[Opening GIVEN RECORDS section]

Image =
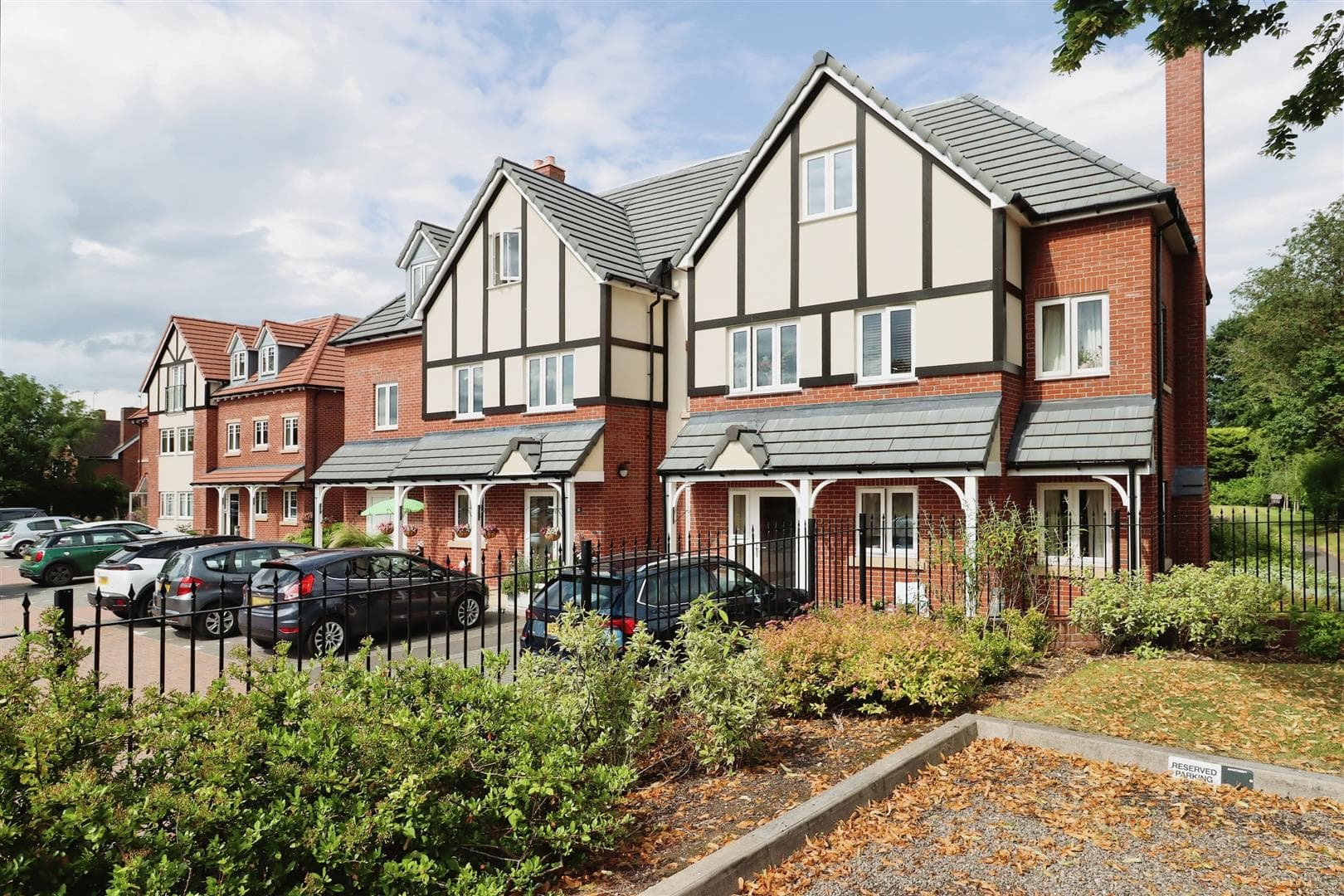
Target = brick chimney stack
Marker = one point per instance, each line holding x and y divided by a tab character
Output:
548	167
1186	137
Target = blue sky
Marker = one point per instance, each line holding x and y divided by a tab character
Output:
266	160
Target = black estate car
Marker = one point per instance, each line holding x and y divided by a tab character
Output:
329	599
657	592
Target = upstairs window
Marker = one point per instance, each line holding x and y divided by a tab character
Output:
175	388
290	426
763	358
886	344
505	257
470	390
1073	338
828	178
550	382
385	406
268	360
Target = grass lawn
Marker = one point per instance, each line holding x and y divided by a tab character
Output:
1281	713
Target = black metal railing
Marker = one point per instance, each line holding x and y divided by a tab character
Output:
188	640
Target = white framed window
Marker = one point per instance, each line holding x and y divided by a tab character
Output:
269	358
828	183
1073	336
463	508
175	388
505	257
890	520
290	425
886	344
470	390
385	406
763	358
550	382
1075	522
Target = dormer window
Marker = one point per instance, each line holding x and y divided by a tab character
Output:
268	360
505	257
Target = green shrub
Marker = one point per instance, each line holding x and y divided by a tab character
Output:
1320	635
1248	490
411	778
871	663
1190	607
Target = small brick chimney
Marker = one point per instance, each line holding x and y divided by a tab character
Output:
548	168
1186	137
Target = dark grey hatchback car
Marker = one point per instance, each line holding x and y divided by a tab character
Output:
327	601
203	586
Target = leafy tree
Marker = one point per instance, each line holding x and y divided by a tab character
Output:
39	429
1220	27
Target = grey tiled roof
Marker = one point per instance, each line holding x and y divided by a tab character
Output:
665	210
1051	173
371	461
1083	431
895	434
388	320
477	453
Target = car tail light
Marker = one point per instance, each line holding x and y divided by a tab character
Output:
301	589
187	583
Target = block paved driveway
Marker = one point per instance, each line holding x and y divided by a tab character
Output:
139	653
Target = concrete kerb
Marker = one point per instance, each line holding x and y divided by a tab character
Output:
719	872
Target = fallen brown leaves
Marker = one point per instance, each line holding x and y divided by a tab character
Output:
1001	817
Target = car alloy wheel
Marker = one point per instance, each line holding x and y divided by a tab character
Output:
58	575
470	610
329	637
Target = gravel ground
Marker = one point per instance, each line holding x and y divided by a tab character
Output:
1006	818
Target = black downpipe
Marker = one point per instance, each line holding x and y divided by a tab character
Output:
1160	327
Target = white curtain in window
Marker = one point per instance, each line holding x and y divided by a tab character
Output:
1053	345
1089	334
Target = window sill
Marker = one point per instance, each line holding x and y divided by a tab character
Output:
1089	375
786	390
891	562
890	381
828	215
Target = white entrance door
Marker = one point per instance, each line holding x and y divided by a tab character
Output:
763	533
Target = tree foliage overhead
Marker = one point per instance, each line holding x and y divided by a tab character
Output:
1220	27
41	429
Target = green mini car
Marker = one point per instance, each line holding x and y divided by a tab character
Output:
65	555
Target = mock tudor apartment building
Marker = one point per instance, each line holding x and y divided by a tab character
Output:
874	314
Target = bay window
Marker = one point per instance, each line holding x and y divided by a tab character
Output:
1073	338
470	391
550	382
886	344
1075	523
763	358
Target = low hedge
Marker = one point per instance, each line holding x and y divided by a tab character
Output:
1190	607
859	660
410	778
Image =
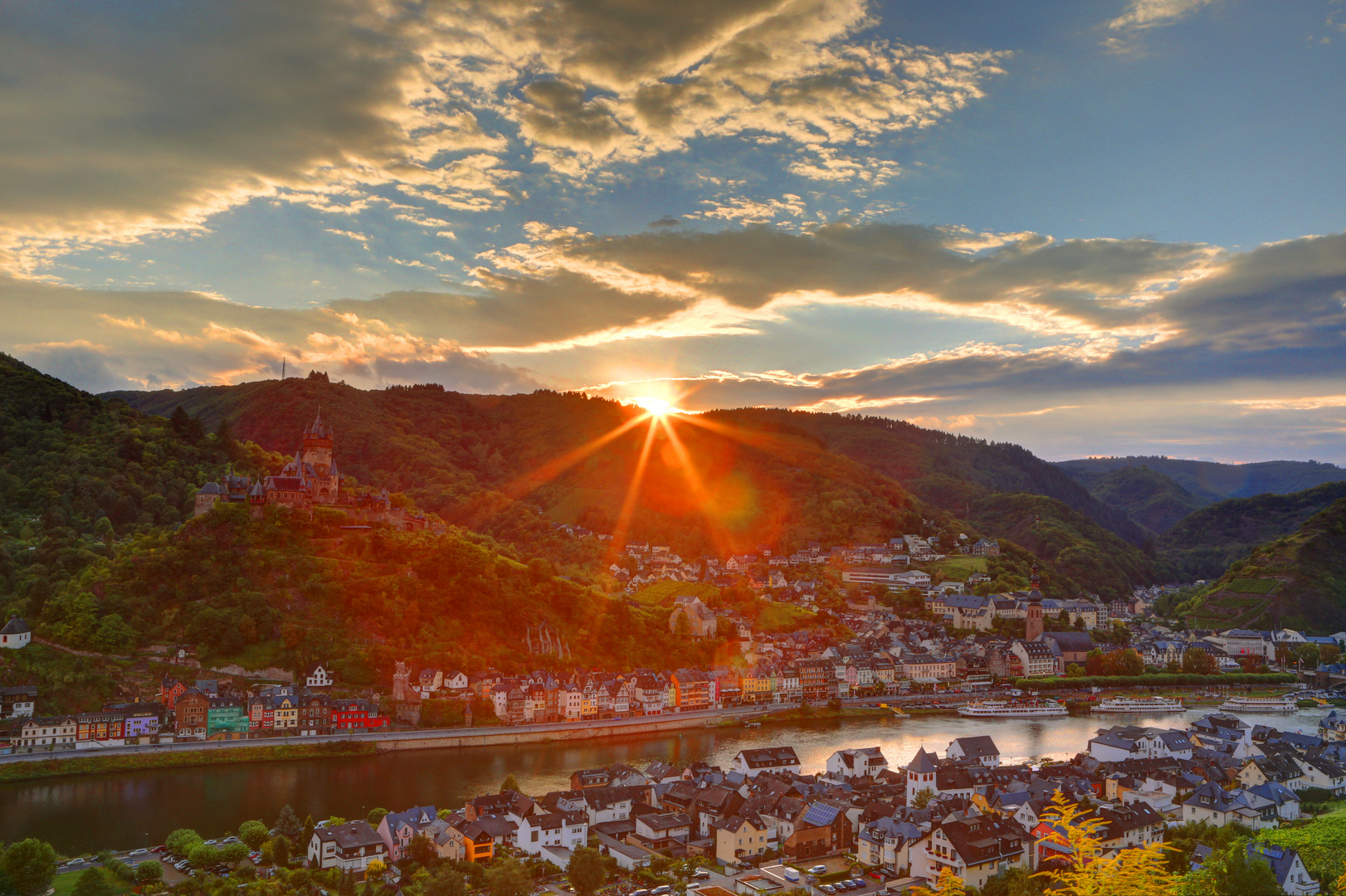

[Closing GIVEN RECORDS section]

## DIRECTIONS FOR THIS TASK
Each line above that has the word "window" should be copied.

## REPLY TO THE TASK
Target = upstairs window
Target = white framed window
Target = dormer window
Target = white curtain in window
Target = window sill
Target = bay window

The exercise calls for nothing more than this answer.